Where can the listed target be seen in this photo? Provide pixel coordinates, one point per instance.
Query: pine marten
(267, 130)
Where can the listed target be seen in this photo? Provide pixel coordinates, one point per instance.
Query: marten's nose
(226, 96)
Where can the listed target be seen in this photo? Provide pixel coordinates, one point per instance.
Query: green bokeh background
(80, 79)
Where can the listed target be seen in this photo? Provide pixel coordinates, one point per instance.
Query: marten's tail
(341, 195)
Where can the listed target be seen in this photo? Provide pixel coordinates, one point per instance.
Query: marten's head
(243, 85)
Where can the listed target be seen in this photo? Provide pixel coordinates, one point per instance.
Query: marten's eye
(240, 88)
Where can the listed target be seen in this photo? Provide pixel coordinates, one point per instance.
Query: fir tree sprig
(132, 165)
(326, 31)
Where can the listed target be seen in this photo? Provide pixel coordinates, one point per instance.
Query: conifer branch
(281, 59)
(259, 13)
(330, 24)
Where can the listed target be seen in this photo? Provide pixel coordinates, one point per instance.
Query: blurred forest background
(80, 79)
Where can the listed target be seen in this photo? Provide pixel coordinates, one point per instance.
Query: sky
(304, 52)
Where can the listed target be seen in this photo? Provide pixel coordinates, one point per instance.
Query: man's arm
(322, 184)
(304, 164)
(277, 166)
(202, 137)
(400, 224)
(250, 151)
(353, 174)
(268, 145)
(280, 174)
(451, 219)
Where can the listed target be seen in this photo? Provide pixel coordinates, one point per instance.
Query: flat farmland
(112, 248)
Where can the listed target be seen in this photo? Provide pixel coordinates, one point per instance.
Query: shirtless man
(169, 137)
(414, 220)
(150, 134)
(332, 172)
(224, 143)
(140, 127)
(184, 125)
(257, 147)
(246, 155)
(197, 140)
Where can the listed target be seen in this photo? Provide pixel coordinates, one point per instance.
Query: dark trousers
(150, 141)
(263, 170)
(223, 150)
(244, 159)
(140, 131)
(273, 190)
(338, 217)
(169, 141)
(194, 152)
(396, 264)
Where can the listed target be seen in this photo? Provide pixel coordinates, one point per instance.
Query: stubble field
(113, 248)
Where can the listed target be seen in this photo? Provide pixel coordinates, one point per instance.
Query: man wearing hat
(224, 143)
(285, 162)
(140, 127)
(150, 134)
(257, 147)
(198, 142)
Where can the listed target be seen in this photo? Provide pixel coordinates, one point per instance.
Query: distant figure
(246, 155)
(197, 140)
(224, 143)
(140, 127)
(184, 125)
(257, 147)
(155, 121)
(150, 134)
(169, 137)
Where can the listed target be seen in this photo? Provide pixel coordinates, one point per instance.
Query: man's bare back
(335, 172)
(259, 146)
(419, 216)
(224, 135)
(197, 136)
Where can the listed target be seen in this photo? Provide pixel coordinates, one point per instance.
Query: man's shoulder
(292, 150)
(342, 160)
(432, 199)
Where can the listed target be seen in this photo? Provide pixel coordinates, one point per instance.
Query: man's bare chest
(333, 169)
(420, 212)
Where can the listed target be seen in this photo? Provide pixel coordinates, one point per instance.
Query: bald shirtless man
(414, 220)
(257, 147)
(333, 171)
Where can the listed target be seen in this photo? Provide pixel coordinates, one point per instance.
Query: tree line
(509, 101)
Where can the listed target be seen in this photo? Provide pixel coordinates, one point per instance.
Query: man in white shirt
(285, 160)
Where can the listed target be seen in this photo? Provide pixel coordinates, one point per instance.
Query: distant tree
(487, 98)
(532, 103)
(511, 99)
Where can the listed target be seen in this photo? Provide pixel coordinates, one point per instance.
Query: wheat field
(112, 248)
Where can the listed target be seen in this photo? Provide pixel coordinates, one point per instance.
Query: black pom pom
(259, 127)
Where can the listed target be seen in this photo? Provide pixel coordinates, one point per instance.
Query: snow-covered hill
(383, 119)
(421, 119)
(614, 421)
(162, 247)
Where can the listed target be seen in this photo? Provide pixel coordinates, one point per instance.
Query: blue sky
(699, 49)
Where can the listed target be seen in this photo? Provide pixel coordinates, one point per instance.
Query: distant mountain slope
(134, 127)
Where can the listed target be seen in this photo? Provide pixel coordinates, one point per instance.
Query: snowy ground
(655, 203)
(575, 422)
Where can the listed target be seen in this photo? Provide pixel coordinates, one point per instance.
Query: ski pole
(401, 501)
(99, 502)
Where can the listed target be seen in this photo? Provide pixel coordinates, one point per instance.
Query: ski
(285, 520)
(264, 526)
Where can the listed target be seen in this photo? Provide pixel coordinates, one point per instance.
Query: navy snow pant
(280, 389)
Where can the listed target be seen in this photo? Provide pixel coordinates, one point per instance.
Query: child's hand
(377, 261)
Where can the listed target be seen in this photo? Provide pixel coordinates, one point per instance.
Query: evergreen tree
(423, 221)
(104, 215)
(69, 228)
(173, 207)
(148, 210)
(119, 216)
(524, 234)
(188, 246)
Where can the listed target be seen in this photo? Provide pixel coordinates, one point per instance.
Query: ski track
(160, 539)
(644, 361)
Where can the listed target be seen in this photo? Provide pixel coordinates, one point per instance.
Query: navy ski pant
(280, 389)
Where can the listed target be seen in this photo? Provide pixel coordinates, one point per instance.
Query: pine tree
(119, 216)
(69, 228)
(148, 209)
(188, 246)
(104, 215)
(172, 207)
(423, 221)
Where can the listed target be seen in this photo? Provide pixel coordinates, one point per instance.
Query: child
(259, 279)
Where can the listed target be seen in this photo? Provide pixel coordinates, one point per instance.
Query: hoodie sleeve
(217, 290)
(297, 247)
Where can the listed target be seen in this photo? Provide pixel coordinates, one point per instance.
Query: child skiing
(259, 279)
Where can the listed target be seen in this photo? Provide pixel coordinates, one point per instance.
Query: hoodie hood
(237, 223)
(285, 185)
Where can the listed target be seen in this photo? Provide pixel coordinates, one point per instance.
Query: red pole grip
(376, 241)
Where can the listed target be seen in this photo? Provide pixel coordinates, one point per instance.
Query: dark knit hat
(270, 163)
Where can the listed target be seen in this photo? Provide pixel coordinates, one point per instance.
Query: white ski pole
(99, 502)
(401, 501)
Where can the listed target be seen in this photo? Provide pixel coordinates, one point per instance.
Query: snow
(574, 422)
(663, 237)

• • •

# [GIVEN PROBLEM]
Return every line of the entries above that contains the string "pant". Case counts when matching.

# [RESULT OF THIS TASK]
Query: navy snow pant
Query: navy ski pant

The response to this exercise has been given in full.